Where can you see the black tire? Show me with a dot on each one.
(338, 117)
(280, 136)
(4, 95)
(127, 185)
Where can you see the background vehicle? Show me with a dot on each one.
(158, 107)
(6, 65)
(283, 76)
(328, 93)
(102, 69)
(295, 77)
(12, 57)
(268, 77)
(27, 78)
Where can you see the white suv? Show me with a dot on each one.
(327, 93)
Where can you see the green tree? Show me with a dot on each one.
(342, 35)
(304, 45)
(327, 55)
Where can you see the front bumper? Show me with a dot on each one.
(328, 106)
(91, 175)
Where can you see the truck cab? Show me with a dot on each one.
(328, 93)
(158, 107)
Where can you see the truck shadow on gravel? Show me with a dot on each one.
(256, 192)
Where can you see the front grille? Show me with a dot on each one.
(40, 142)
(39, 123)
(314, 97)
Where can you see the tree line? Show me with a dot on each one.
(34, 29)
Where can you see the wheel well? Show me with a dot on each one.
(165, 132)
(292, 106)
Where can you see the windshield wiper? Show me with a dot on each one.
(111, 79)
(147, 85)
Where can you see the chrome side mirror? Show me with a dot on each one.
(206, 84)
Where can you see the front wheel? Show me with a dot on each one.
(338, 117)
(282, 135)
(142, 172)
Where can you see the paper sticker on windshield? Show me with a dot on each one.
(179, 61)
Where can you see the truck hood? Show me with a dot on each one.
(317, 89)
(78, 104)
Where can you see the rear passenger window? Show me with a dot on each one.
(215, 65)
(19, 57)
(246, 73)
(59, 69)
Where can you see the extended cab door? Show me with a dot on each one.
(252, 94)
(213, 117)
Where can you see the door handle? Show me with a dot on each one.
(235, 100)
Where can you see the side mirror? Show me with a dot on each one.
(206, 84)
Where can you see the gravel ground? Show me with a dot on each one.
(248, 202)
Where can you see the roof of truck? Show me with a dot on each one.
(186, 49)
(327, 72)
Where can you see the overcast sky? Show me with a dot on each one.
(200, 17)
────────────────────────────────────────
WHAT IS BEING ASKED
The full listing above needs to be retyped exactly.

RESPONSE TO THIS TASK
Where can you see the black tire? Show me with a dot on each one.
(338, 117)
(280, 136)
(4, 95)
(127, 185)
Where can you see the background vehicle? Show me with a dot on each one.
(158, 107)
(6, 65)
(283, 76)
(328, 93)
(102, 69)
(295, 77)
(12, 57)
(268, 77)
(27, 78)
Where can you see the white suv? Show me with a dot on each one.
(327, 93)
Where can you see the green tree? Show me with a dot on each one.
(342, 35)
(304, 45)
(327, 55)
Where can you see the front bumper? Show me with a dot on each one.
(328, 106)
(91, 175)
Where can you see the truck cab? Show me with a dot on each one.
(328, 93)
(158, 107)
Where can you see the truck shadow on gravel? Show me with a dot on each one.
(256, 192)
Where can you see the front grille? Show me with a dot on each one.
(40, 142)
(39, 123)
(314, 97)
Where can you see the tree line? Show me with a dot on each one.
(34, 29)
Where can you see the wheel well? Show me with a dot on each one.
(165, 132)
(292, 106)
Where can you see the windshield wiper? Show me with a dot on each one.
(111, 79)
(147, 85)
Where can you see the chrome side mirror? Show me with a dot on each one.
(206, 84)
Where can you see the front wheel? Show me with a dot on each one.
(338, 117)
(282, 135)
(142, 172)
Where can you see the paper sticker on windshield? Show me with a dot on each one.
(179, 61)
Where can you see the truck hood? Show me with a dot on each one.
(317, 89)
(78, 104)
Where can you see the rear passenger window? Show me with a dot on each one.
(215, 65)
(19, 57)
(246, 73)
(59, 69)
Where can you see the extended cab door? Show me with a dot on each one.
(252, 94)
(213, 117)
Where can you see the door handle? Show me with a dot on each one.
(235, 100)
Where can you see the side mirror? Show me with a dot on each one.
(206, 84)
Where can you see the gravel ground? Show me with a dot on each one.
(248, 202)
Where can you see the roof of truck? Show me with a dot on each one.
(186, 49)
(327, 72)
Where can you see the overcast sky? Show me with a dot on each one.
(200, 17)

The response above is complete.